▶ WHAT YOU WILL DO
Please rewrite the stretch of entries from the line that contains "like x=41, y=116." through the line that contains "x=929, y=303", substituting "fallen leaf" for "dried brown leaf" and leaving everything else unchanged.

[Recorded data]
┏━━

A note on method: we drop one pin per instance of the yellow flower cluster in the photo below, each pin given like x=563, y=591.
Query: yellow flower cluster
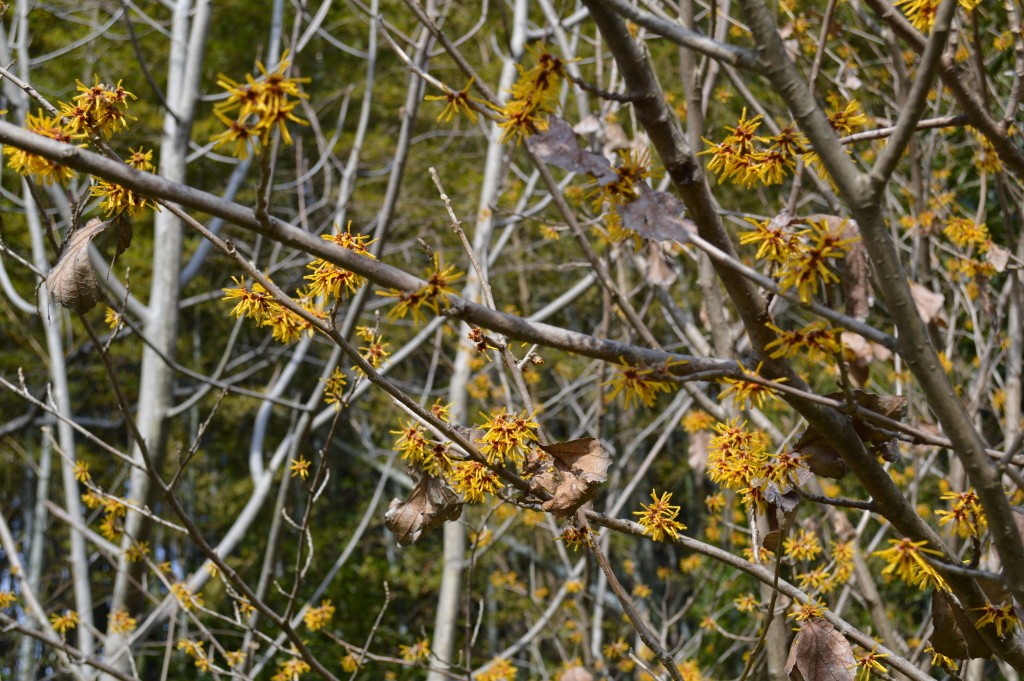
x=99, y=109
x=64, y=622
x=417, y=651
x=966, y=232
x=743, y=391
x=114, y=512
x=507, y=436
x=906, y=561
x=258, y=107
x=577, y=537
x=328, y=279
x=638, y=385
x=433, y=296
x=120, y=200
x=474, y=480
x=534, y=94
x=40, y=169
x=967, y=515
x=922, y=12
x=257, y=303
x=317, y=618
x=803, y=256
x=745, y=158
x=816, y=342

┗━━
┏━━

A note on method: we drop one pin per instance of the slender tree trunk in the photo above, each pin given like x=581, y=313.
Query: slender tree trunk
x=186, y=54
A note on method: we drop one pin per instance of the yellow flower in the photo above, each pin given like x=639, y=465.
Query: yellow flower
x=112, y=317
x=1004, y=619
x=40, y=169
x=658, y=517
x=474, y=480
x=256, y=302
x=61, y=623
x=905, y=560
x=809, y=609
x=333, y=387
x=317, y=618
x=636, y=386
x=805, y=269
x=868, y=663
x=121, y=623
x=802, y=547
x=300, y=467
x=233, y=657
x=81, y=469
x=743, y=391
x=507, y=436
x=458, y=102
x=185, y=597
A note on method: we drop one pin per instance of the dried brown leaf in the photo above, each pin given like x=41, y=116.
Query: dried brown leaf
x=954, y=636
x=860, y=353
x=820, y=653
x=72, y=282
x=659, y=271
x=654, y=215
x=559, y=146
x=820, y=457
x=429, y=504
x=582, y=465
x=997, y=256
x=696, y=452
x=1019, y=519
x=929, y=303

┗━━

▶ FINAL ANSWER
A note on method: we drop one pin per instance of the fallen leaf in the photo above, each pin given like x=41, y=116.
Query: fallen leaf
x=954, y=636
x=860, y=353
x=820, y=653
x=72, y=282
x=659, y=271
x=654, y=215
x=559, y=146
x=820, y=457
x=429, y=504
x=582, y=465
x=997, y=256
x=696, y=452
x=1019, y=519
x=929, y=303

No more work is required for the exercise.